The problem :: Repeat the whole listing below exactly as it reads.

[[ Study material open ]]

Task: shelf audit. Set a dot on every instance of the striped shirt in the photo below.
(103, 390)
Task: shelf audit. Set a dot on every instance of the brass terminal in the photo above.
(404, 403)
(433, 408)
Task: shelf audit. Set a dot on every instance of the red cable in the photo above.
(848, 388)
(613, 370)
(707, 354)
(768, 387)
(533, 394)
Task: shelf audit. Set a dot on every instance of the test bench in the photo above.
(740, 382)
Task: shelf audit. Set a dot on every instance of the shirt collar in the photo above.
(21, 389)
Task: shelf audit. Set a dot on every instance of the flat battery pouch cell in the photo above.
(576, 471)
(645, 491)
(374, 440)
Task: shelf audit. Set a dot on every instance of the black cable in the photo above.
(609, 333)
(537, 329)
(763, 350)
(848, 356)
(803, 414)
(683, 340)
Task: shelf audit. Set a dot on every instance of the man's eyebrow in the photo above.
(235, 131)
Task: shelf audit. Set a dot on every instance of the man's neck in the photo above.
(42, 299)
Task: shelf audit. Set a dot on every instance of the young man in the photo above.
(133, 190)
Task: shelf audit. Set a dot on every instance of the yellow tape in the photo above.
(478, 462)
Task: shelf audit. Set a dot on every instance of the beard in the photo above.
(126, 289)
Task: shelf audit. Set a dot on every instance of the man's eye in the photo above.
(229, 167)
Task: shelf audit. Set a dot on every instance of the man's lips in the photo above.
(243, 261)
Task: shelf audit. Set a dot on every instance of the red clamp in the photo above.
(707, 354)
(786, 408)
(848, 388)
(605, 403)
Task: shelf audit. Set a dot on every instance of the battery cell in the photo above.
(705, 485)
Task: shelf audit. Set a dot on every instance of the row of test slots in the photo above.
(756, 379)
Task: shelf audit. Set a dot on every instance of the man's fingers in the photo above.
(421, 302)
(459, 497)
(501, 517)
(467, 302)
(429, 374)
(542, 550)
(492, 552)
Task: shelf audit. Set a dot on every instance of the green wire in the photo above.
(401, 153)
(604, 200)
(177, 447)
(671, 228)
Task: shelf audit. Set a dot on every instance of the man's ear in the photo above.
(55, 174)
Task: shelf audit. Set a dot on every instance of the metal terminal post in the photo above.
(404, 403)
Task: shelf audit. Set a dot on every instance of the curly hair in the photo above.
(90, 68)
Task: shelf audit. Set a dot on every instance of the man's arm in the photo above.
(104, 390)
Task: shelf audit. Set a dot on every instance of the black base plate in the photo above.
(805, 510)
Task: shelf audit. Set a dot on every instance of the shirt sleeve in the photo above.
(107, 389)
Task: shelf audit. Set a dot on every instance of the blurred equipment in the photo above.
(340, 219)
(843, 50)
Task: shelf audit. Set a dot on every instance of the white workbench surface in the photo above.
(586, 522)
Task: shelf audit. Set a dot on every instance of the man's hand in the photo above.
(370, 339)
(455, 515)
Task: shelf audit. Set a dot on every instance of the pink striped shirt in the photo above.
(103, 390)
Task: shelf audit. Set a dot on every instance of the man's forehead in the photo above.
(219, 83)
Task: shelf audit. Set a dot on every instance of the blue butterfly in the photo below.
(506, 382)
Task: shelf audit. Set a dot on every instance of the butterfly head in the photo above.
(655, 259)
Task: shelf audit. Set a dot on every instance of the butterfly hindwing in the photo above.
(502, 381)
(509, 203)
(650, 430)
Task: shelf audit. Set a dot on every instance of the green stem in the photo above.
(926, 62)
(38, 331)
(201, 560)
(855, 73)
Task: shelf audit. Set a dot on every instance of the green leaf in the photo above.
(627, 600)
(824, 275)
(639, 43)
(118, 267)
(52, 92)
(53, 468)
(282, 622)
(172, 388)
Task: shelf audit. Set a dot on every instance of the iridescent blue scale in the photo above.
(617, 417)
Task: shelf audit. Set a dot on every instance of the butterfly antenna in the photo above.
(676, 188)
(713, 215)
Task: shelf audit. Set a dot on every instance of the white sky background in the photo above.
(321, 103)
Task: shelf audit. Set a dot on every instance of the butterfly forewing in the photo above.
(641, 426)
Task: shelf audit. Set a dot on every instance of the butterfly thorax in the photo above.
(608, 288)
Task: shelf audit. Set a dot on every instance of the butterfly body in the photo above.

[[ Study material closed ]]

Response to this exercise ::
Task: shelf audit. Set a dot on every instance of the striped shirt in the photo below.
(103, 390)
Task: shelf audit. Set a dot on every instance of the brass terminal in the photo above.
(404, 403)
(433, 408)
Task: shelf audit. Set a dot on every instance of the red cable in the photo above.
(848, 388)
(613, 370)
(707, 354)
(768, 387)
(533, 394)
Task: shelf audit. Set a dot on every instance of the test bench in the photo above.
(740, 382)
Task: shelf audit. Set a dot on every instance of the shirt collar in the photo above.
(21, 389)
Task: shelf audit. Set a dot on every instance of the flat battery pouch cell in the photo above.
(576, 471)
(645, 491)
(374, 440)
Task: shelf audit. Set a dot on every instance of the black cable in the photo above.
(609, 333)
(537, 329)
(763, 350)
(848, 356)
(803, 414)
(683, 340)
Task: shelf audit. Set a dot on every instance of the man's eyebrow in the photo above.
(235, 131)
Task: shelf audit. Set a dot on every instance of the man's neck in the photo above.
(42, 299)
Task: shelf audit. Set a dot on every instance of the young man in the photo above.
(133, 190)
Task: shelf audit. Set a dot on every instance of the yellow tape in the photo above.
(478, 462)
Task: shelf audit. Set a dot on every instance of the beard in the photo above.
(126, 289)
Task: shelf audit. Set a dot on every instance of the man's eye in the photo above.
(229, 167)
Task: shelf audit. Set a dot on every instance of the man's lips in the photo above.
(243, 261)
Task: shelf audit. Set a dot on every instance of the red clamp in the photo above.
(707, 354)
(786, 408)
(848, 388)
(605, 403)
Task: shelf audit. Set a dot on every instance of the battery cell in the photo above.
(705, 485)
Task: shelf audit. Set a dot on every instance of the row of test slots in the photo above.
(756, 379)
Task: shelf audit. Set a dot on every instance of the man's fingers in the photo above.
(421, 302)
(459, 497)
(501, 517)
(467, 302)
(429, 374)
(542, 550)
(492, 552)
Task: shelf audit. Set a dot on every instance of the green wire in the photo above.
(401, 153)
(604, 200)
(177, 447)
(671, 228)
Task: shelf audit. Set a dot on every instance of the man's ear in the photo above.
(55, 174)
Task: shelf audit. Set a dot on every instance of the metal terminal post in the photo above.
(404, 403)
Task: shelf audit. Set a dot on every instance of the curly hair in the photo above.
(90, 68)
Task: shelf audit. Set a dot on every instance of the man's arm in the photo above.
(104, 390)
Task: shelf audit. Set a dot on every instance of the black base plate in the photo above.
(805, 510)
Task: shelf audit. Set a dot on every instance of the shirt sleeve in the photo above.
(107, 389)
Task: shelf audit. Set a dot on every instance of the blurred equipment in the photo above.
(340, 219)
(843, 50)
Task: shelf audit. Set a dot on every instance of the white workbench surface in the photo above.
(586, 522)
Task: shelf audit. Set a dot on every instance of the man's hand in the photo above.
(370, 339)
(455, 515)
Task: shelf audit. Set a dot on every instance of the pink striped shirt in the photo above.
(103, 390)
Task: shelf audit. Set a dot on every instance of the man's forehead in the photo above.
(219, 83)
Task: shelf audit. Set a dot on every instance of the blue butterfly in the photo below.
(506, 382)
Task: shelf audit. Set a dot on every instance of the butterfly head in the photo above.
(655, 259)
Task: shelf audit. Set a dot on every instance of the butterfly hindwing in the photo above.
(502, 381)
(509, 203)
(650, 430)
Task: shelf audit. Set a dot on every instance of the green stem in the photo above.
(926, 62)
(38, 331)
(201, 560)
(855, 73)
Task: shelf audit. Set a dot on every instance of the green leaf in the photo above.
(627, 600)
(824, 275)
(639, 43)
(118, 267)
(52, 92)
(53, 468)
(282, 622)
(172, 388)
Task: shelf audit. Set a dot on every instance of the iridescent blue scale in the photo above.
(617, 417)
Task: shelf audit. Set a dot on every instance of the butterfly antenna in the photo above.
(676, 188)
(713, 215)
Task: shelf audit. Set a dot on every instance of the white sky background in the photo above.
(321, 103)
Task: shelf audit. Set a dot on every instance of the butterfly forewing in the photo above.
(641, 426)
Task: shelf audit. Set a dot on every instance of the butterfly thorax in the photo above.
(608, 288)
Task: shelf audit. Set a dot on every instance of the butterfly body in the photo above.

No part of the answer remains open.